WORK REQUIRED: Convert the lines below into a numbered list, leaving out any blank lines. Start at the line containing "For full credit, report the bounding box of the christmas" and continue through the last line, including both ends.

(Excerpts of labeled region data)
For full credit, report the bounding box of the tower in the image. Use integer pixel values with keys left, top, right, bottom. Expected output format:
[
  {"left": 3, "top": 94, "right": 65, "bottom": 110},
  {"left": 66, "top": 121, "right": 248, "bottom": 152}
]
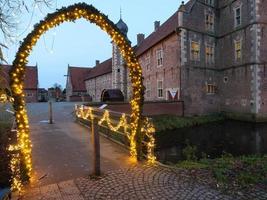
[{"left": 112, "top": 11, "right": 130, "bottom": 100}]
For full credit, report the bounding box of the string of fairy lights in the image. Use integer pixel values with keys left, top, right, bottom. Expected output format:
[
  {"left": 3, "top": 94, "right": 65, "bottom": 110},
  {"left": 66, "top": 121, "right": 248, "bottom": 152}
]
[
  {"left": 2, "top": 0, "right": 57, "bottom": 60},
  {"left": 10, "top": 3, "right": 147, "bottom": 192},
  {"left": 75, "top": 105, "right": 156, "bottom": 163}
]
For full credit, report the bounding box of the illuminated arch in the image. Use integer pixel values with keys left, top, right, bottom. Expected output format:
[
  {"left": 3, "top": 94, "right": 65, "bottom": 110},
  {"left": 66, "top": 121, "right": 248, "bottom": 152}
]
[{"left": 10, "top": 3, "right": 144, "bottom": 190}]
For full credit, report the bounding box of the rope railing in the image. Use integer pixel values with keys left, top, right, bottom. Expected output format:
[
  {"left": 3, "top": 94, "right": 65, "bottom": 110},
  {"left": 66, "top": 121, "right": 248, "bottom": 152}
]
[{"left": 75, "top": 105, "right": 156, "bottom": 163}]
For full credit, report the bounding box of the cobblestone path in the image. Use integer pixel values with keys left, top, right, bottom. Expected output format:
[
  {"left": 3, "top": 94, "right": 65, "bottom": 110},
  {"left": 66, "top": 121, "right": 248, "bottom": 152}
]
[{"left": 17, "top": 165, "right": 267, "bottom": 200}]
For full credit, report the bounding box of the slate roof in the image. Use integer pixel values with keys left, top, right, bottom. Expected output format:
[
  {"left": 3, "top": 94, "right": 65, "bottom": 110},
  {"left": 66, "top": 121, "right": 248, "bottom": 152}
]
[
  {"left": 85, "top": 58, "right": 112, "bottom": 80},
  {"left": 135, "top": 12, "right": 178, "bottom": 56},
  {"left": 68, "top": 66, "right": 91, "bottom": 92},
  {"left": 0, "top": 65, "right": 38, "bottom": 90}
]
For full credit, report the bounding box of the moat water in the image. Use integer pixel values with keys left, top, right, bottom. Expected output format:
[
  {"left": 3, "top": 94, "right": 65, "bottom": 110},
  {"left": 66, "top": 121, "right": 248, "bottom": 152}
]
[{"left": 156, "top": 120, "right": 267, "bottom": 163}]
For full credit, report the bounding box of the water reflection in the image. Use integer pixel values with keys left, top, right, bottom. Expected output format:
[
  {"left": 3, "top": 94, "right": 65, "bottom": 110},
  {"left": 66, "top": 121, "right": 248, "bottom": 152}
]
[{"left": 156, "top": 121, "right": 267, "bottom": 163}]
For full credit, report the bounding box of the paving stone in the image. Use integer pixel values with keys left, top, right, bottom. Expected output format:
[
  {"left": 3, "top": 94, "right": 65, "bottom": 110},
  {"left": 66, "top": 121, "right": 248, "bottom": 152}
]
[{"left": 19, "top": 164, "right": 267, "bottom": 200}]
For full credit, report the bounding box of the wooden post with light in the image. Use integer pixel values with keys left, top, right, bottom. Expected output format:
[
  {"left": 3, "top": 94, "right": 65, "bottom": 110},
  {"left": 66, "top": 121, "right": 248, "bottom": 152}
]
[
  {"left": 49, "top": 101, "right": 53, "bottom": 124},
  {"left": 91, "top": 119, "right": 101, "bottom": 176}
]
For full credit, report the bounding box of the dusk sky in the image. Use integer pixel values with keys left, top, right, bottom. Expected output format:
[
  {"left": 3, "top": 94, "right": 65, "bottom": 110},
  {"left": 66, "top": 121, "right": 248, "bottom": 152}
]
[{"left": 4, "top": 0, "right": 184, "bottom": 88}]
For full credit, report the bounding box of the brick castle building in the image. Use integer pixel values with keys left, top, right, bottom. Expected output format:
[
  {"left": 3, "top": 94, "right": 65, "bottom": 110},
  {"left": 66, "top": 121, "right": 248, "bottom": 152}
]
[{"left": 66, "top": 0, "right": 267, "bottom": 118}]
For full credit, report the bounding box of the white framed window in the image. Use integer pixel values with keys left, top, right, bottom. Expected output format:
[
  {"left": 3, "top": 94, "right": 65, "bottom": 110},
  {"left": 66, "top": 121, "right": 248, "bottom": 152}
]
[
  {"left": 234, "top": 39, "right": 242, "bottom": 61},
  {"left": 205, "top": 11, "right": 214, "bottom": 31},
  {"left": 206, "top": 83, "right": 217, "bottom": 94},
  {"left": 191, "top": 41, "right": 200, "bottom": 61},
  {"left": 234, "top": 5, "right": 242, "bottom": 27},
  {"left": 146, "top": 81, "right": 151, "bottom": 98},
  {"left": 145, "top": 55, "right": 151, "bottom": 71},
  {"left": 157, "top": 79, "right": 163, "bottom": 98},
  {"left": 205, "top": 44, "right": 215, "bottom": 64},
  {"left": 205, "top": 0, "right": 214, "bottom": 6},
  {"left": 156, "top": 49, "right": 163, "bottom": 67}
]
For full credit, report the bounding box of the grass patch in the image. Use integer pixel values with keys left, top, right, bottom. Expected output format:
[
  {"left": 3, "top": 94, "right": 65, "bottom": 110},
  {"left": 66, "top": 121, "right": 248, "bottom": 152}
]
[
  {"left": 175, "top": 145, "right": 267, "bottom": 188},
  {"left": 153, "top": 114, "right": 225, "bottom": 132},
  {"left": 0, "top": 121, "right": 11, "bottom": 187}
]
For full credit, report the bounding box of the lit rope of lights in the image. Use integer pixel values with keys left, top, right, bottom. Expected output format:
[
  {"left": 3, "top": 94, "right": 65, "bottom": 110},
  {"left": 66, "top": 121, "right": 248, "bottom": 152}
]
[
  {"left": 15, "top": 3, "right": 36, "bottom": 39},
  {"left": 75, "top": 105, "right": 156, "bottom": 164},
  {"left": 10, "top": 3, "right": 144, "bottom": 191},
  {"left": 141, "top": 118, "right": 156, "bottom": 164},
  {"left": 98, "top": 110, "right": 129, "bottom": 137}
]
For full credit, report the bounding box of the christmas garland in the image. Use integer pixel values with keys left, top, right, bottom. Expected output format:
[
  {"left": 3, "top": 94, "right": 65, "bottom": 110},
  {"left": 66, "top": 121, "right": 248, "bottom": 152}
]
[{"left": 9, "top": 3, "right": 144, "bottom": 191}]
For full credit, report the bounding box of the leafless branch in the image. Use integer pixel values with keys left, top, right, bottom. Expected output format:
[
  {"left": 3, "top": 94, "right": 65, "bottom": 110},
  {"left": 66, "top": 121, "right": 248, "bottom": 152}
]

RESULT OF THE TASK:
1. For full credit, report the bounding box of the christmas garland in the image. Use integer pixel values with keys left, top, right, bottom. Expected output format:
2. [
3.   {"left": 3, "top": 94, "right": 65, "bottom": 110},
4.   {"left": 66, "top": 121, "right": 248, "bottom": 152}
5. ]
6. [{"left": 9, "top": 3, "right": 144, "bottom": 191}]
7. For full credit, report the bounding box of the leafless branch in the image. Use integer pixel values with keys left, top, right, bottom. Expected output format:
8. [
9.   {"left": 3, "top": 94, "right": 65, "bottom": 110},
10.   {"left": 66, "top": 121, "right": 248, "bottom": 152}
11. ]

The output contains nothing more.